### Records provided ###

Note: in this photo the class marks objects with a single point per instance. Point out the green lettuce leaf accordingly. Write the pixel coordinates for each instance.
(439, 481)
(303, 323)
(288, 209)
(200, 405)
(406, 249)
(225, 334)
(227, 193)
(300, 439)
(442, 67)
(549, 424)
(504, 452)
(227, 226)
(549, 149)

###

### Your task
Exactly as shown, repeat every record.

### Task solution
Note: in this photo the class marks objects with a single point per instance. Point out the green lettuce leaf accordingly. Write the pixel coordinates for each instance.
(439, 481)
(303, 323)
(288, 209)
(200, 405)
(406, 249)
(225, 334)
(227, 193)
(300, 439)
(442, 67)
(549, 424)
(504, 452)
(227, 226)
(549, 149)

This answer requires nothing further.